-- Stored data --

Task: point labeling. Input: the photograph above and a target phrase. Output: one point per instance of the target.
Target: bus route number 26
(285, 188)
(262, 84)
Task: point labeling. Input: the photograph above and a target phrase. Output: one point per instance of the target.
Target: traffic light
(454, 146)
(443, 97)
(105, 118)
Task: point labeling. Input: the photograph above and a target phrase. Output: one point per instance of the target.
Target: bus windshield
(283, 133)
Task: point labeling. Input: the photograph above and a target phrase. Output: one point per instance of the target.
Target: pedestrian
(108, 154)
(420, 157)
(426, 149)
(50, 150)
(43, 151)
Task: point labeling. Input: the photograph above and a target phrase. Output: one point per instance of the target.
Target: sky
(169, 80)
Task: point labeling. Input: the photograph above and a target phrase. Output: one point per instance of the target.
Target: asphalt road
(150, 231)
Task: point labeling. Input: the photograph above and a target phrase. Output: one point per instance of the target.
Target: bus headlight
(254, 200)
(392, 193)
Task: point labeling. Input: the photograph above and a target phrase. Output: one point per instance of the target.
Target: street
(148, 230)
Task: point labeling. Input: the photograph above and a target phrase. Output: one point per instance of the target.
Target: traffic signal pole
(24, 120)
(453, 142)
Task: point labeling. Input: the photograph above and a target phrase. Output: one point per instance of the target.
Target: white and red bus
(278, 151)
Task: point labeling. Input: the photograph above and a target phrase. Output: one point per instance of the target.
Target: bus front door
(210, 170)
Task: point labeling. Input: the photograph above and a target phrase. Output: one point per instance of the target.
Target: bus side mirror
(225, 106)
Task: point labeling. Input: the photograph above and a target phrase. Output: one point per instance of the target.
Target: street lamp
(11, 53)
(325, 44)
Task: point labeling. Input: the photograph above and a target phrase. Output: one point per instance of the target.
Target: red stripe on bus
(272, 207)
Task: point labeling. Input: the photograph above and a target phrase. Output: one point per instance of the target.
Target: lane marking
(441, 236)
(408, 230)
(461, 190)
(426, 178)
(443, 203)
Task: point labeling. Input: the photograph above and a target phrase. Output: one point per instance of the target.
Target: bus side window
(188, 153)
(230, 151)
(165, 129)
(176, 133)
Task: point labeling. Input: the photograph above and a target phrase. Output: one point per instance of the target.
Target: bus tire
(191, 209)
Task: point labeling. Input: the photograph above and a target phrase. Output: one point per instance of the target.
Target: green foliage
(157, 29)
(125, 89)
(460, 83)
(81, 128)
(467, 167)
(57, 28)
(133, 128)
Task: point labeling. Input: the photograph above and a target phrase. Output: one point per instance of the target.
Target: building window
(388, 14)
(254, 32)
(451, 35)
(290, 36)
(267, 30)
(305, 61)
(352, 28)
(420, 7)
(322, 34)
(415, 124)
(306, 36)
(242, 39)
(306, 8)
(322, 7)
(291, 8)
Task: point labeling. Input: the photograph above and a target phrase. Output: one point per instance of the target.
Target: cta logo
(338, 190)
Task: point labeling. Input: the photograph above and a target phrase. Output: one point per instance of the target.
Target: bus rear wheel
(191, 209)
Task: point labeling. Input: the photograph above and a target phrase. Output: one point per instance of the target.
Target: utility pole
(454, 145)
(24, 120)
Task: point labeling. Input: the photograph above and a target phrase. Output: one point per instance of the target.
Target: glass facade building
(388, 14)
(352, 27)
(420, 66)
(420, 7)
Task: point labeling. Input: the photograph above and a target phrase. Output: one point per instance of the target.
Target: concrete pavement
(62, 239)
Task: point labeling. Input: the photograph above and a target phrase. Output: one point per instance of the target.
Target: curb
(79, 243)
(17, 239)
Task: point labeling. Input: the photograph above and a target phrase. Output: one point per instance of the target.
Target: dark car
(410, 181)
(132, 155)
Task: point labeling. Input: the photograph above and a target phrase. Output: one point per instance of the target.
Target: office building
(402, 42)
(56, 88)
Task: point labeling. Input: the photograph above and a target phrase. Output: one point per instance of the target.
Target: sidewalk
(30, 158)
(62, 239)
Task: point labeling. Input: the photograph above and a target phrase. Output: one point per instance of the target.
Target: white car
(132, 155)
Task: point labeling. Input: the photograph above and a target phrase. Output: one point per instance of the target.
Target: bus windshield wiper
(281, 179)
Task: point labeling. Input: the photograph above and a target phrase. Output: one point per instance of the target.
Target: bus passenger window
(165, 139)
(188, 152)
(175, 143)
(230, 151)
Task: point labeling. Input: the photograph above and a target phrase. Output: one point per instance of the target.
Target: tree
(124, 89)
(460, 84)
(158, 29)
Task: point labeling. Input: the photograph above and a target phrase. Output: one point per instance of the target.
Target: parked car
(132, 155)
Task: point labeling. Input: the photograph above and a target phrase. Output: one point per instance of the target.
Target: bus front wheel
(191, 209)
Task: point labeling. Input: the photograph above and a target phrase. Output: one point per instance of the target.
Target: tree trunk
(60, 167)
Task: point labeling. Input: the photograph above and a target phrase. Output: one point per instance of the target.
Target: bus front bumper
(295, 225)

-- Task statement --
Send back the complete set of entries, exactly as shown above.

-- Output --
Task: point labeling. Input: the photograph above and a target phrase. Output: one point per instance of the target.
Target: bus route number 26
(285, 188)
(262, 84)
Task: point labeling. Input: the photograph above and a target phrase. Output: one point per instance of the target.
Target: traffic light
(454, 146)
(443, 97)
(105, 118)
Task: point labeling. Input: the photograph above and a target phrase. Output: one point per instance of the target.
Target: bus windshield
(283, 133)
Task: point labeling. Input: the photograph above and a target phrase. Output: one point per instance of the target.
Target: pedestrian
(108, 154)
(420, 157)
(426, 149)
(50, 150)
(43, 151)
Task: point labeling. Input: the photograph above and a target phrase. Output: one point per instance of the target.
Target: sky
(169, 80)
Task: point labeling. Input: the photograph above and a target phrase. Output: one point per instance of the target.
Target: asphalt road
(150, 231)
Task: point labeling. Input: the photograph above and a target phrase. Output: one point per instance of the target.
Target: bus headlight
(254, 200)
(392, 193)
Task: point labeling. Input: the photograph above and a target phrase. Output: one point per instance of the target.
Target: street
(148, 230)
Task: point labeling. Input: the photograph above and a target phrase. Output: one point per instance of the target.
Target: traffic signal pole
(24, 120)
(453, 142)
Task: point labeling. Input: the photograph above and a target phrase. Output: one point per instance of the target.
Target: white and red bus
(278, 151)
Task: point labeling. Input: the photograph above and a target phrase. Output: one point per instance of the target.
Target: bus front door
(210, 170)
Task: point labeling. Input: the photograph above and a target phrase. Output: one point per instance of the target.
Target: bus side mirror
(225, 106)
Task: point labeling. Input: the photograph above and a target phrase. Output: one point per instance of the target.
Target: street lamp
(11, 53)
(325, 44)
Task: point labeling. Input: the photograph above and a target phrase. Output: one point per instance of the target.
Target: red stripe on bus
(272, 207)
Task: point labeling. Input: the photograph above and a target phrase. Output: one point per instance of the target.
Target: lane marking
(441, 236)
(408, 230)
(461, 190)
(426, 178)
(443, 203)
Task: point labeling. Input: the photograph above and a target phrase. Output: one point per instance of the target.
Target: bus side window
(188, 153)
(230, 151)
(165, 129)
(176, 133)
Task: point labeling. Input: the photograph above and a target phrase. Output: one point per instance of the target.
Target: bus tire
(191, 209)
Task: point labeling. Input: the photograph above and a target phrase. Output: one point per instance of the target.
Target: green foliage
(157, 29)
(125, 89)
(460, 83)
(81, 128)
(467, 167)
(57, 28)
(133, 128)
Task: point labeling. Input: the photograph above and a target phrase. Output: one point per instance of the target.
Target: building window
(388, 14)
(254, 32)
(451, 35)
(290, 36)
(267, 30)
(305, 61)
(352, 28)
(420, 7)
(322, 34)
(415, 124)
(306, 36)
(242, 39)
(306, 8)
(322, 7)
(291, 8)
Task: point labeling. Input: the photograph above and a target phrase. Output: one point per instance of the target.
Target: cta logo
(338, 190)
Task: point labeling. Input: the photograph above and a target phrase. Output: one point per instance of the target.
Target: bus rear wheel
(191, 209)
Task: point labeling. Input: the photograph above and a target phrase. Output: one point per instance of the target.
Target: utility pole
(454, 145)
(24, 120)
Task: point labeling. Input: the photograph above and a target phrase. Output: one point per instance of the target.
Target: glass facade building
(388, 14)
(352, 27)
(420, 66)
(420, 7)
Task: point labeling. Input: the photograph above and a target phrase. Output: one point per instance of the target.
Target: concrete pavement
(62, 239)
Task: point labeling. Input: the photograph above and a target phrase. Output: one point per instance of the target.
Target: curb
(79, 243)
(17, 239)
Task: point labeling. Input: the photograph above and a target phrase. Output: one point per instance of the target.
Target: dark car
(410, 181)
(132, 155)
Task: point labeling. Input: the photograph above and a target phrase. Output: one point per instance of the target.
Target: office building
(402, 42)
(56, 88)
Task: point labeling. Input: the photograph above and a target phrase. Output: one point per instance of the target.
Target: sidewalk
(30, 158)
(62, 239)
Task: point labeling. Input: the photograph above and a target phrase. Output: one point per instance of the target.
Target: white car
(132, 155)
Task: point labeling. Input: the photograph above and a target phrase. Output: one point per instance of the target.
Target: bus windshield wiper
(281, 179)
Task: point labeling. Input: the photograph above and a target phrase. Output: one point per instance of the target.
Target: bus passenger window
(165, 139)
(188, 152)
(175, 143)
(230, 151)
Task: point labeling. Input: the photograph above and a target phrase. Output: one point per instance of the target.
Target: tree
(124, 89)
(460, 84)
(158, 29)
Task: point labeling. Input: the photograph above and a target phrase. Output: one point per instance of the target.
Target: parked car
(132, 155)
Task: point labeling. Input: the photograph above and a target phrase. Output: one point per instance of the target.
Target: bus front wheel
(191, 209)
Task: point labeling. Input: the photograph above and a target phrase. Output: one point per instance of the target.
Target: tree trunk
(60, 167)
Task: point labeling. Input: the photograph above and a target phrase. Output: one point per instance of the target.
Target: bus front bumper
(295, 225)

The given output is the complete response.